What is needed >> Once the line containing "x=704, y=283" is found in the entries below, restate it and each following line word for word, stopping after the line containing "Target: camera lens".

--- Records provided Enclosed Below ---

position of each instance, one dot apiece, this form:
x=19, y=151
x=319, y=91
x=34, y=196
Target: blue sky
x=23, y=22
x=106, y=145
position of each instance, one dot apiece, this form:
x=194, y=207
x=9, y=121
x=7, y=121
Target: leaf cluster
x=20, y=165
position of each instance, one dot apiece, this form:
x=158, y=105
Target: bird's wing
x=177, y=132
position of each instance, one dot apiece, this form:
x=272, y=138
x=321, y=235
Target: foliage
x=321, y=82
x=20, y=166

--- End of Enclosed Records provided ---
--- Records provided Enclosed Below ---

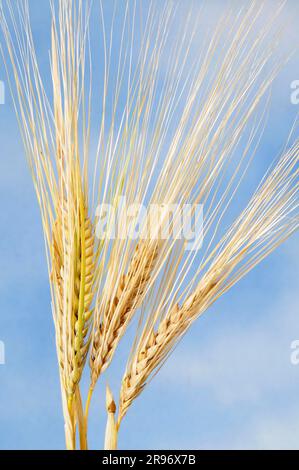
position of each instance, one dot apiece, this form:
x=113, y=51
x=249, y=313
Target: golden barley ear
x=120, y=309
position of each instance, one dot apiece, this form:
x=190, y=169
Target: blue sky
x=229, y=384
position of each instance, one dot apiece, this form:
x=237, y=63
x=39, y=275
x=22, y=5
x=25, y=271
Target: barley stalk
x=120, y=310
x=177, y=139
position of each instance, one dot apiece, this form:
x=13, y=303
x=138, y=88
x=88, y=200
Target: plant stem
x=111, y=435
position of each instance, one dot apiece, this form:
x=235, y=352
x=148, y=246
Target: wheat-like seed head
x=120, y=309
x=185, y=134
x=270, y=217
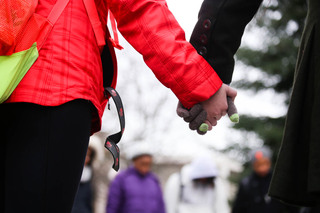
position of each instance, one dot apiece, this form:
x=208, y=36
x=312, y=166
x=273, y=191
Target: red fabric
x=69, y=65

--- End of Enclosed Records provided ---
--- Records provided Enclosed Below ---

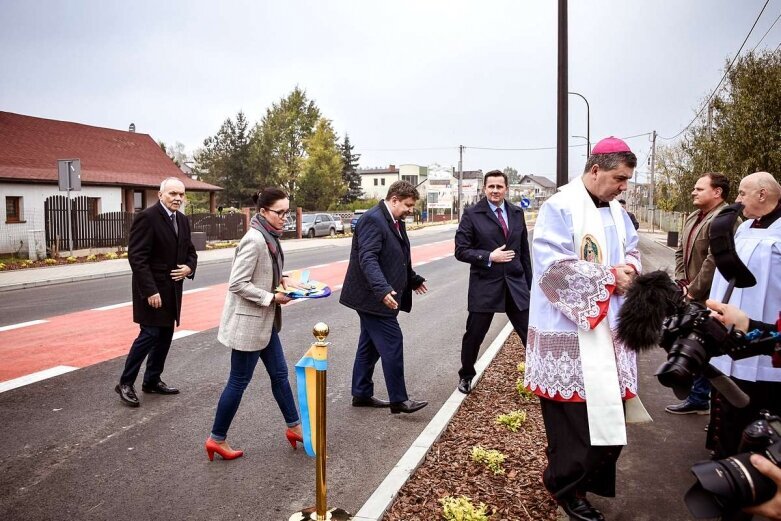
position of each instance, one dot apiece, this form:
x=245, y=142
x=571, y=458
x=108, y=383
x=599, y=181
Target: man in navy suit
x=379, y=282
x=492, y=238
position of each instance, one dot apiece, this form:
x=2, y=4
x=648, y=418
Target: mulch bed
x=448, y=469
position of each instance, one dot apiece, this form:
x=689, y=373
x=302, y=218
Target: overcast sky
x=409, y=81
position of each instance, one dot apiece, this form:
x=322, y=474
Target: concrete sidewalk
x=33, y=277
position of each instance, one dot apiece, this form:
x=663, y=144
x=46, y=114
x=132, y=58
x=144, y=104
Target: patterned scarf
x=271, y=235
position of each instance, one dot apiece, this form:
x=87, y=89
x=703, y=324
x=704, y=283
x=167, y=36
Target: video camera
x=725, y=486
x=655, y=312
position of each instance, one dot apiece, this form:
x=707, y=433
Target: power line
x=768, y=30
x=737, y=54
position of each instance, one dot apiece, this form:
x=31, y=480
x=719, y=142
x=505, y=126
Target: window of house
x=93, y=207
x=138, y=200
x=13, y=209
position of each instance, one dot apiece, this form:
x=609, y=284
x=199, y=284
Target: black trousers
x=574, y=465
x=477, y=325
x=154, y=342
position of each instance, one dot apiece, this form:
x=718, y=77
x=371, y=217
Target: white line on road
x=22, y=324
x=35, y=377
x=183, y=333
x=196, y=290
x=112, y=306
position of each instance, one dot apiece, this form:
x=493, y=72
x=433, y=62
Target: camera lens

--- End of Enclosed Records provided ---

Answer to the problem >>
x=704, y=283
x=167, y=36
Target: video camera
x=725, y=486
x=655, y=312
position of each instance, one dot apiece, this form:
x=707, y=433
Target: power line
x=768, y=30
x=737, y=54
position of each instance, one dot apiece, this form:
x=31, y=480
x=719, y=142
x=505, y=126
Target: window of house
x=93, y=207
x=138, y=200
x=13, y=209
position of each instance, one dot apiece, this form:
x=609, y=284
x=199, y=284
Target: black trousers
x=574, y=465
x=477, y=325
x=154, y=342
position of each instance, one dot apiece, this form:
x=718, y=77
x=371, y=217
Target: white line on road
x=22, y=324
x=35, y=377
x=183, y=333
x=196, y=290
x=112, y=306
position of each instance, one dot apiece, this form:
x=493, y=72
x=433, y=62
Target: camera lens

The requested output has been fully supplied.